Exercise —
Transcribe every entry that follows, word for word, and omit the images.
**** Source records
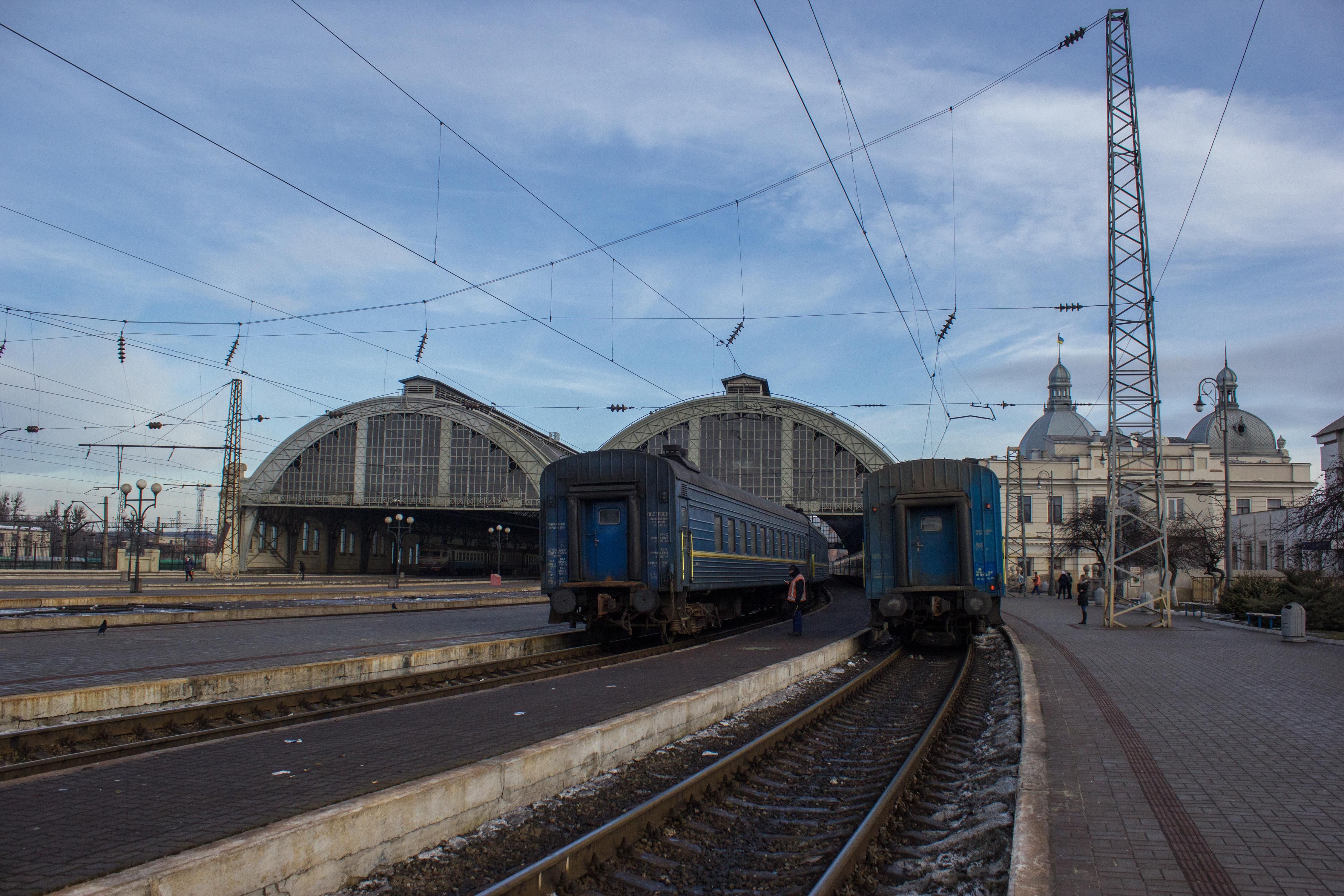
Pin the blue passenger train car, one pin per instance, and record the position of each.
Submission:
(638, 543)
(933, 547)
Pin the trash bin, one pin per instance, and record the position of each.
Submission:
(1294, 622)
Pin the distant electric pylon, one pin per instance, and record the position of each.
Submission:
(1136, 507)
(229, 550)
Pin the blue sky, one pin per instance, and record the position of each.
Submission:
(623, 117)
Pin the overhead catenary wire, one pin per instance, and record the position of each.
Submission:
(1201, 179)
(840, 180)
(863, 146)
(334, 209)
(493, 163)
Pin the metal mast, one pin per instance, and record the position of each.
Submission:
(1136, 507)
(230, 488)
(1015, 526)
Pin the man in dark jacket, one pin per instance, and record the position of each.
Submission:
(796, 598)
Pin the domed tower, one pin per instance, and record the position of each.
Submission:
(1248, 435)
(1061, 421)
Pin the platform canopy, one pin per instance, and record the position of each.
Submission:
(432, 447)
(777, 448)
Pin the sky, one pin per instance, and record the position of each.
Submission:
(315, 186)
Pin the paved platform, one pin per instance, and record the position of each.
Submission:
(1199, 760)
(58, 829)
(36, 662)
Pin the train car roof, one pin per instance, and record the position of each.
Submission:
(685, 472)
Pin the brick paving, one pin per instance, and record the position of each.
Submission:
(1244, 737)
(74, 825)
(36, 662)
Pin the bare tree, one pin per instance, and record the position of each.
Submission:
(11, 507)
(1319, 520)
(1085, 533)
(1195, 542)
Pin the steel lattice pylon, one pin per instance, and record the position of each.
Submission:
(230, 490)
(1136, 510)
(1015, 527)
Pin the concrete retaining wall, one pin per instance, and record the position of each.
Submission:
(323, 851)
(166, 617)
(58, 707)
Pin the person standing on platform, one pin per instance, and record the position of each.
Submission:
(797, 597)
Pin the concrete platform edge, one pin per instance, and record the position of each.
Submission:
(90, 621)
(319, 852)
(79, 705)
(1030, 872)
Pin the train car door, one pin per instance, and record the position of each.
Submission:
(932, 546)
(605, 544)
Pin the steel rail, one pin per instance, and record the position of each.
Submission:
(857, 848)
(432, 686)
(573, 862)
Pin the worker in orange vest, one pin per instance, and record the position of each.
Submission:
(797, 597)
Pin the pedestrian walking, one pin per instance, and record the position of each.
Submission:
(797, 597)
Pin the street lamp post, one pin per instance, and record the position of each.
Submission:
(501, 533)
(138, 520)
(1209, 386)
(397, 527)
(1050, 518)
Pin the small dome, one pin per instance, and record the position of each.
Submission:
(1061, 422)
(1249, 435)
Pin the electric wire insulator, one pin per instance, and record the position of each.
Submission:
(947, 326)
(1074, 37)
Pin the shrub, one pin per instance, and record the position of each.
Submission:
(1252, 594)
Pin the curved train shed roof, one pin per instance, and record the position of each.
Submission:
(776, 448)
(429, 447)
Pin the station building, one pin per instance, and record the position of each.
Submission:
(456, 465)
(1064, 472)
(781, 449)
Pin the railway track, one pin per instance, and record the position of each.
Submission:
(792, 812)
(56, 747)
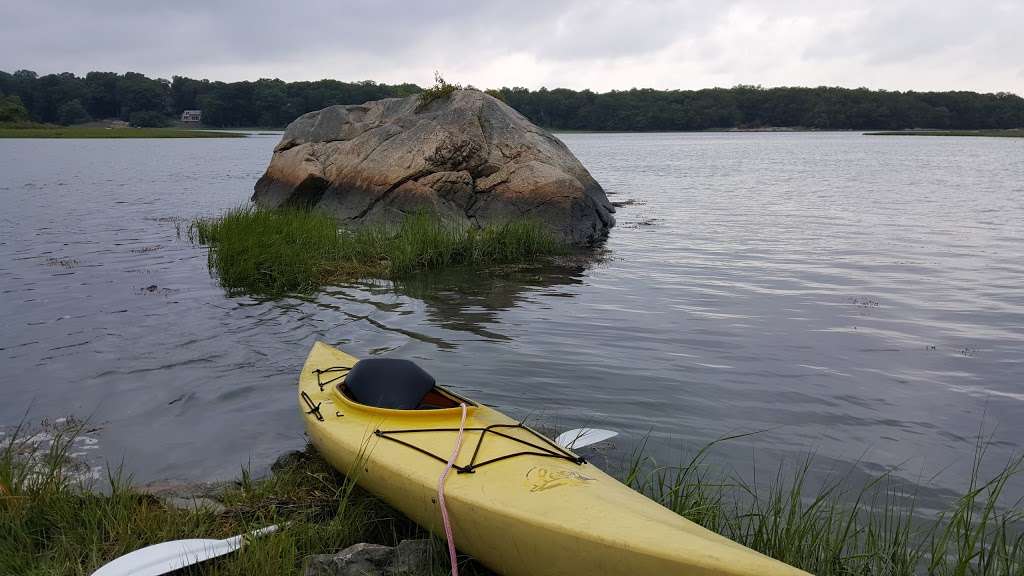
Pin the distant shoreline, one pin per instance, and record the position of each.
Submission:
(1018, 133)
(92, 132)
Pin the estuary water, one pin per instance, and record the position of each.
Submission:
(860, 298)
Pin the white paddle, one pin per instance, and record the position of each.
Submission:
(578, 438)
(168, 557)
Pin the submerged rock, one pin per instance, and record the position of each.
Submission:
(467, 157)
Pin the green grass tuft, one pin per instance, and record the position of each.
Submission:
(52, 523)
(278, 252)
(842, 530)
(440, 89)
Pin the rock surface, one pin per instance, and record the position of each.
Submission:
(467, 157)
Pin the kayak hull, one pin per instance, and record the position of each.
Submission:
(531, 515)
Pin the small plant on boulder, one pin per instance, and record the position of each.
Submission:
(440, 89)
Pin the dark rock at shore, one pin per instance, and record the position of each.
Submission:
(467, 157)
(410, 558)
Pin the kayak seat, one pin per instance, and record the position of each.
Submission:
(388, 382)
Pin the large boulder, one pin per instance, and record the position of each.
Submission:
(467, 157)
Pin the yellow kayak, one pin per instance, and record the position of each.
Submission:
(518, 503)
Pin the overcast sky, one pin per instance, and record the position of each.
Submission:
(893, 44)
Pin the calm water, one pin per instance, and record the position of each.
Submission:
(858, 297)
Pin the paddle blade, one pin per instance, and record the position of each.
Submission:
(168, 557)
(578, 438)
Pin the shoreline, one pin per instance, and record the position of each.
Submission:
(56, 523)
(115, 133)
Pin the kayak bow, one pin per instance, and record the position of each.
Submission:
(518, 502)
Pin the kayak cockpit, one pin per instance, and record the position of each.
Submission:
(393, 384)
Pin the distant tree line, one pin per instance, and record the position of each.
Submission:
(66, 98)
(754, 107)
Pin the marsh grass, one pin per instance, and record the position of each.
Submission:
********
Exercise output —
Pin the blue passenger train car, one pin per instance, and record the position of each.
Submission:
(638, 543)
(933, 547)
Pin the trash bin, one pin per instance, and record the position of each.
Submission:
(1294, 622)
Pin the distant electric pylon, one pin per instance, and record the position of each.
Submission:
(1136, 507)
(229, 550)
Pin the blue sky, one pin per instance, and record the position of each.
Submission:
(623, 117)
Pin the overhead catenary wire, one pin per instance, and record the position of each.
Submission:
(1201, 179)
(840, 180)
(863, 146)
(334, 209)
(493, 163)
Pin the metal mast, one pin per instance, and record the position of each.
Submission:
(1136, 507)
(230, 488)
(1015, 526)
Pin the man in dark jacket, one pin per instance, and record the position of each.
Submission:
(796, 598)
Pin the domed tower, one pin per instance, and record the position of each.
Submission:
(1248, 435)
(1061, 421)
Pin the platform canopy, one pin per instance, and record the position of each.
Submission:
(432, 447)
(777, 448)
Pin the sky, one pin per instance, and record the position of each.
Submission:
(315, 186)
Pin the paved platform, one pin per instance, and record the position of each.
Submission:
(1199, 760)
(58, 829)
(36, 662)
Pin the train car roof, one pin per instance, and record the position of each.
Submission:
(685, 472)
Pin the brick paving, one pin per instance, and record the position of each.
Submission:
(1244, 737)
(74, 825)
(36, 662)
Pin the bare tree, one pin per instance, and record the position of each.
Submission:
(11, 507)
(1319, 520)
(1085, 533)
(1195, 542)
Pin the steel lattice pylon, one pin per instance, and record the position of each.
Submission:
(230, 490)
(1136, 510)
(1015, 527)
Pin the concrete retaining wall, one pin per instance, and record the position of each.
Submission:
(323, 851)
(166, 617)
(58, 707)
Pin the person standing on platform, one pin per instance, and record the position of each.
Submission:
(797, 597)
Pin the concrete platform edge, one pin per instance, and record the position of each.
Submission:
(90, 621)
(319, 852)
(79, 705)
(1030, 872)
Pin the train car door, one pin per instance, and record the position of each.
Submission:
(932, 546)
(605, 544)
Pin the steel rail, one pin per instance, and record the position of each.
Submission:
(857, 848)
(432, 686)
(573, 862)
Pin the worker in orange vest, one pin per instance, and record the position of each.
Submission:
(797, 597)
Pin the pedestrian walking, one pin per instance, and record the position of each.
Submission:
(797, 597)
Pin the street lamp post, one pin per instance, and record the position of each.
Submission:
(501, 533)
(138, 520)
(1209, 386)
(397, 527)
(1050, 518)
Pin the small dome, one pin per instance, and record the position of each.
Submission:
(1061, 422)
(1249, 435)
Pin the electric wire insulator, one pin per instance, and record the position of each.
Submission:
(947, 326)
(1074, 37)
Pin the shrub, one pin per instance, and record the position of each.
Submission:
(1252, 594)
Pin the curved train shed roof, one pin per instance, and record the position of each.
Submission:
(776, 448)
(429, 447)
Pin the station building, one pin per instance, and record the position of each.
Submission:
(456, 465)
(1064, 472)
(781, 449)
Pin the railway track, one pin per instance, and record the position of each.
Submission:
(792, 812)
(56, 747)
Pin the distant shoreline, one pin per instance, and record the position of each.
Submission:
(1018, 133)
(92, 132)
Pin the estuary water, one pin per instance, and record the position of each.
Submission:
(860, 298)
Pin the white paddle, one pin per instance, and record the position of each.
Submission:
(578, 438)
(168, 557)
Pin the submerged rock, one pin per instance, and record the position of each.
Submission:
(467, 157)
Pin the green grass tuft, one pin per instance, and record the position of each.
Submission:
(52, 523)
(278, 252)
(842, 530)
(440, 89)
Pin the rock surface, one pin per instance, and record the position of each.
Submission:
(467, 157)
Pin the kayak hull, one pin per instance, and record the position of each.
Submission:
(531, 515)
Pin the small plant on boulder, one pin per instance, and record the position of each.
Submission:
(440, 89)
Pin the dark rock at shore, one pin per instance, and record the position of each.
Submission:
(467, 157)
(410, 558)
Pin the kayak seat, one pin per instance, and record the position of each.
Submission:
(388, 382)
Pin the large boulder, one pin per instance, and record the position of each.
Submission:
(467, 157)
Pin the yellow kayak, one pin per instance, and record the position of each.
Submission:
(518, 503)
Pin the overcast sky, one pin per instance, and record the position of each.
Submission:
(893, 44)
Pin the calm water, one pin per instance, and record the position of each.
Submission:
(858, 297)
Pin the paddle blade, one pin per instance, and record the position of each.
Submission:
(168, 557)
(578, 438)
Pin the shoreline, one pin per instance, and record the position of each.
Submission:
(56, 523)
(115, 133)
Pin the kayak bow, one pin per instance, and record the position of each.
Submission:
(518, 502)
Pin the kayak cockpit, one pin per instance, and record the position of each.
Submission:
(393, 384)
Pin the distant tree line, one pin per instance, and record the position of each.
Submission:
(66, 98)
(754, 107)
Pin the marsh grass, one pin per instance, and record the position of each.
Submission:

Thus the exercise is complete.